◆ Exercises
1 > Decide whether each statement below agrees with the blog post "Where's the heart?" that follows. Answer yes or no for each, and quote the words of the post that decide it.
(a) The man snores because he takes NyQuil.
(b) The writer throws away the shoes worn in Kenya.
(c) The teenage girl's braces were put on by a licensed dentist.
2 > Reproduce, word for word, the stretch of the blog post "Where's the heart?" from "Where's the heart?" through "the Blow Fish.".
Start of Passage for review
Tuesday, January 13, 2009

Where's the heart?

The man is sick and that means moans and sighs from the vicinity of the couch and deep, crackling breaths followed by hack-hack-hack-up-a-lung coughs, always in sets of three ending in a crescendo. And of course, sleeping in separate rooms 'cause NyQuil makes him snore like an imitation of Hooty and the Blow Fish.

And I'm just not very good at babying him. I can baby my girls pretty darn well when they're sick or sad. But with the man I just want to roll my eyes and tell him to call me when it's over. I have no idea why that is. I guess I should try to fake it, but I've never been much of a faker. What you see is what you get with me.

I seriously think I'm missing the compassion gene. I've seen a lot of sad stuff in my life. Other people come back from a trip to Africa and they're shocked and saddened and don't eat for weeks in solidarity with those who have so little. I come back from a month of trodding through the worst slum in Kenya, throw my filthy shoes in the trash and go on with life. Today I interacted with a teenage girl who has been through unspeakably hard stuff as a leukemia patient. She came to us with a set of the worst orthodontic braces I have ever seen, evidently put on by an unlicensed dentist doing business in his home. It happens and she was certainly a victim this time. The teeth beneath were rotting in her mouth. Thanks to the compassion of a dentist who put her life on hold for a couple of hours, the girl walked away in much better condition. Today I saw grown men crying because of a tooth ache. But I don't cry or feel sad. What I do is make sure there's a well run program to help folks like these. But I'm not awash in emotion. OK, awash - I'm not even really damp with emotion. Why!!!
End of Passage for review
Start of Material shown
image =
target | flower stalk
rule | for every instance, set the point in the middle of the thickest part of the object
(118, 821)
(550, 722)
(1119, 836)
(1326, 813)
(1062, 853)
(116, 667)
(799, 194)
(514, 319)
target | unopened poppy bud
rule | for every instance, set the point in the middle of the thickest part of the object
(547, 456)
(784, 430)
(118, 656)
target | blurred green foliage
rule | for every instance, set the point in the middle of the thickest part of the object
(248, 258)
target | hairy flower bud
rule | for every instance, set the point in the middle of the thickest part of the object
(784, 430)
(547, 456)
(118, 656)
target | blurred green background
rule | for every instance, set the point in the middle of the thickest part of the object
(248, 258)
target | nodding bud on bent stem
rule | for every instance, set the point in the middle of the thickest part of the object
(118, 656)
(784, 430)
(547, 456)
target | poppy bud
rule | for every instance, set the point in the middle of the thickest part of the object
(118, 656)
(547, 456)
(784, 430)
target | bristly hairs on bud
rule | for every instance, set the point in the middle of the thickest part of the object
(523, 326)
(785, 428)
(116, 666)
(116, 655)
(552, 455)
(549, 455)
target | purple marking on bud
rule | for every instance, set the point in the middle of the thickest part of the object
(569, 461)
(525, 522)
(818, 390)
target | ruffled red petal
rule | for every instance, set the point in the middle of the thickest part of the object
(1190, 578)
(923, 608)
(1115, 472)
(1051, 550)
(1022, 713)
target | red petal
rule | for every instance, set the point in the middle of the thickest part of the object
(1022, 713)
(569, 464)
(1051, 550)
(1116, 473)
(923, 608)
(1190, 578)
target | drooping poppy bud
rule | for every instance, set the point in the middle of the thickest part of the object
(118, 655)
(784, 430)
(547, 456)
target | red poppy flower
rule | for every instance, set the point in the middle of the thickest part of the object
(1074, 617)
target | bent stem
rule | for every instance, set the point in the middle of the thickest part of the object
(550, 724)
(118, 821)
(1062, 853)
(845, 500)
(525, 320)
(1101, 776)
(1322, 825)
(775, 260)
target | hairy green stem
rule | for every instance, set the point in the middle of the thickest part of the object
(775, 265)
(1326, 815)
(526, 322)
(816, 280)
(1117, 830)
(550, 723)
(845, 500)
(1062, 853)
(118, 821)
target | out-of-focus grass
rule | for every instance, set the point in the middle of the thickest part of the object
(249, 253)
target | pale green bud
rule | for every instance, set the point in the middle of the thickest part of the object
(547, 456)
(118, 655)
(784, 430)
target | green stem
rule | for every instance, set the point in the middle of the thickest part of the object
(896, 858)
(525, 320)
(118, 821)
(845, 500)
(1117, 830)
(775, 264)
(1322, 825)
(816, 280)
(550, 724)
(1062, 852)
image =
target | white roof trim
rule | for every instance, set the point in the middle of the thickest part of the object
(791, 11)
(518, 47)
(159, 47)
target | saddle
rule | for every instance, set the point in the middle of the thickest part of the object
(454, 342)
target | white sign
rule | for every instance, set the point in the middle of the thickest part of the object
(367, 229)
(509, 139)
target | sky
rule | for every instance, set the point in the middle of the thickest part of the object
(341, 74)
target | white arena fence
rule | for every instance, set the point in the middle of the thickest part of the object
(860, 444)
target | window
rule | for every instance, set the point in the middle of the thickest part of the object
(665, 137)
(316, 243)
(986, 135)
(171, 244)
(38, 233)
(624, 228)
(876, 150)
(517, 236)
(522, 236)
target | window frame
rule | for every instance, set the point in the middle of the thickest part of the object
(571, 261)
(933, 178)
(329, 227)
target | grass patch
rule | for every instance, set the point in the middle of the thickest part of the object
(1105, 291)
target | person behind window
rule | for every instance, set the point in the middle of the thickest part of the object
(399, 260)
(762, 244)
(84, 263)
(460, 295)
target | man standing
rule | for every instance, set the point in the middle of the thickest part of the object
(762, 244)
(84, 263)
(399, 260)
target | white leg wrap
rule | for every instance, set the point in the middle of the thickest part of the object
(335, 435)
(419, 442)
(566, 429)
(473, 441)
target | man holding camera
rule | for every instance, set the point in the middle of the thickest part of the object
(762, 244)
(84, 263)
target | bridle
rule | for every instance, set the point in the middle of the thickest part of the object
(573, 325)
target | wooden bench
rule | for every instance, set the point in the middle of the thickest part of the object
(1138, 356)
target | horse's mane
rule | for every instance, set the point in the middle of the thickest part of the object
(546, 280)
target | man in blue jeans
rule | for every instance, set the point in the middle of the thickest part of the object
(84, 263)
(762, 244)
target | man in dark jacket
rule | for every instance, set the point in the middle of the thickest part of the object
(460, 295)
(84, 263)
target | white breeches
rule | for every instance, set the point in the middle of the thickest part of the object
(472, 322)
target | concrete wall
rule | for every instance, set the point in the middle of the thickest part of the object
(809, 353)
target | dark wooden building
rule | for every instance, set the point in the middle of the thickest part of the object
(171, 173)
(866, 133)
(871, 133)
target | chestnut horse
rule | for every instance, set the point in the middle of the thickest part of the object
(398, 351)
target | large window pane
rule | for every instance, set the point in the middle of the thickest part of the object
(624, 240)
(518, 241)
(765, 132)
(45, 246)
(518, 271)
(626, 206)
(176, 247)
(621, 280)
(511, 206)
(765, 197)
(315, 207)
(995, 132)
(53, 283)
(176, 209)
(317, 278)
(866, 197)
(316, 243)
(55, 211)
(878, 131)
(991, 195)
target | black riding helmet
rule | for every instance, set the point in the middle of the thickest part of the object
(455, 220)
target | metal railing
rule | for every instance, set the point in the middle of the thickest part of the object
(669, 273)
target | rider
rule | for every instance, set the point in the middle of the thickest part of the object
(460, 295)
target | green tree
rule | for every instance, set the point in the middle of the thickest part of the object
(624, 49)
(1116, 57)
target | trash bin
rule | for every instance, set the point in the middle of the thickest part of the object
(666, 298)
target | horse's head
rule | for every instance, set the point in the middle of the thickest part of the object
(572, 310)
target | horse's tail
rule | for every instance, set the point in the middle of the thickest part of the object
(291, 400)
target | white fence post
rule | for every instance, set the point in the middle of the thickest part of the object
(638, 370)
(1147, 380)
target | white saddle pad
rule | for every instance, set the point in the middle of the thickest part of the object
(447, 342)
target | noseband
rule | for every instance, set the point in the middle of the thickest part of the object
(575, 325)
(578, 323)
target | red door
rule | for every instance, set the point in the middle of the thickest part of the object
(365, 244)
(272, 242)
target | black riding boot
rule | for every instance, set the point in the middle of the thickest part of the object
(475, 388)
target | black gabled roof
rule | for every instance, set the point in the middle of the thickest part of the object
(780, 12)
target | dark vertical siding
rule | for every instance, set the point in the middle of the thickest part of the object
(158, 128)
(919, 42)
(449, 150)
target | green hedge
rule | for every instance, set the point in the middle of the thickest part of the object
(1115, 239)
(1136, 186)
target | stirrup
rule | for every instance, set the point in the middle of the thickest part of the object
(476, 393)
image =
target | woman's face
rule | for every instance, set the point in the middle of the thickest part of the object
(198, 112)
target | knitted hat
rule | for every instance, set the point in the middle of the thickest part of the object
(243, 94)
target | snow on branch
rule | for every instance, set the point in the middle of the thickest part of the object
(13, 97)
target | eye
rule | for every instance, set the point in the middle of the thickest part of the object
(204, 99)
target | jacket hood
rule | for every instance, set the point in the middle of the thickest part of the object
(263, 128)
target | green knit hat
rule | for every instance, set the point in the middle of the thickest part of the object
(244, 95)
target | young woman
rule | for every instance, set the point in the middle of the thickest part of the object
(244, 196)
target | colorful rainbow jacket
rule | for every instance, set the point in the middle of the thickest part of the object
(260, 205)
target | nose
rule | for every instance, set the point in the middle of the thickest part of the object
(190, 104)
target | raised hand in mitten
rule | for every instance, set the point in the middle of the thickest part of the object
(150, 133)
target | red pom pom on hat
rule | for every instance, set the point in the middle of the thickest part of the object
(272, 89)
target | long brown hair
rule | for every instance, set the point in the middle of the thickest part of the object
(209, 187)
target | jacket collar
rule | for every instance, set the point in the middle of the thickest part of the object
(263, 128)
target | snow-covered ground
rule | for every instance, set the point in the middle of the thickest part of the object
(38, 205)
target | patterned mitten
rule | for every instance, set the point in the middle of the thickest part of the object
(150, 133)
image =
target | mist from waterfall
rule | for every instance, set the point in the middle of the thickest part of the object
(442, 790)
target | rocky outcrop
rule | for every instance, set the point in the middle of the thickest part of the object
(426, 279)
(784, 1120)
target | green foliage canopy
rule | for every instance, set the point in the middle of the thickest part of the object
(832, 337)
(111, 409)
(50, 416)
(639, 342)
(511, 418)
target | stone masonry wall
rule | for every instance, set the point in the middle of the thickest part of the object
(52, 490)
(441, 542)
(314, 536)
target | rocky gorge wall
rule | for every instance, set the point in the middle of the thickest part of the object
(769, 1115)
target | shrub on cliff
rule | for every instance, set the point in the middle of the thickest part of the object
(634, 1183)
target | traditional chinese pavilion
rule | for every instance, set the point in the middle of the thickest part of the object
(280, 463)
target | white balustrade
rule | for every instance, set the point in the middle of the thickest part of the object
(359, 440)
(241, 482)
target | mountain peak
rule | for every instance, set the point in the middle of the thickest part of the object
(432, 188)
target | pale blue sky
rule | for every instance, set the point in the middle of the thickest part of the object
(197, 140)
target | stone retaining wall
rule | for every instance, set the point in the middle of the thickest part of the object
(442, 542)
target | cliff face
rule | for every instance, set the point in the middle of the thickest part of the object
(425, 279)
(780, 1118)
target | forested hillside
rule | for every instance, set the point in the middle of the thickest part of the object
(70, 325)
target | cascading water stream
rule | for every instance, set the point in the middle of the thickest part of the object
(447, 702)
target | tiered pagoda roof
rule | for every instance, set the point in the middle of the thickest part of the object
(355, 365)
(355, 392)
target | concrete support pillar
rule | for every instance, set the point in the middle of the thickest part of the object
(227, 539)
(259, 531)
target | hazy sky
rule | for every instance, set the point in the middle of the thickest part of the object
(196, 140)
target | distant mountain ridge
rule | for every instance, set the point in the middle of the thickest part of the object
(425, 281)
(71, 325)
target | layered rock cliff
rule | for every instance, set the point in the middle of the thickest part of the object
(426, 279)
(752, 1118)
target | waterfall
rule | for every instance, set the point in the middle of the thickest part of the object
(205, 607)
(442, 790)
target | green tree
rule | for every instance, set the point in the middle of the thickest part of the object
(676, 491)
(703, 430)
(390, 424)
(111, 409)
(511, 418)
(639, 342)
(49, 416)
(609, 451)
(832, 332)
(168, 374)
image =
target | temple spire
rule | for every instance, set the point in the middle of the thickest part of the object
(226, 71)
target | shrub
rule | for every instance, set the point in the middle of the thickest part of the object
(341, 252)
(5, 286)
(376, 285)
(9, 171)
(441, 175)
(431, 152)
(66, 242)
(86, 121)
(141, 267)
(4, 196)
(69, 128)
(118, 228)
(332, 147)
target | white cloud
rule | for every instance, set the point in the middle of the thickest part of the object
End of Material shown
◆ Answers for each item
1 >
(a) Yes: "NyQuil makes him snore like an imitation of Hooty and the Blow Fish."
(b) Yes: "throw my filthy shoes in the trash"
(c) No: "evidently put on by an unlicensed dentist doing business in his home."

2 >
Where's the heart?

The man is sick and that means moans and sighs from the vicinity of the couch and deep, crackling breaths followed by hack-hack-hack-up-a-lung coughs, always in sets of three ending in a crescendo. And of course, sleeping in separate rooms 'cause NyQuil makes him snore like an imitation of Hooty and the Blow Fish.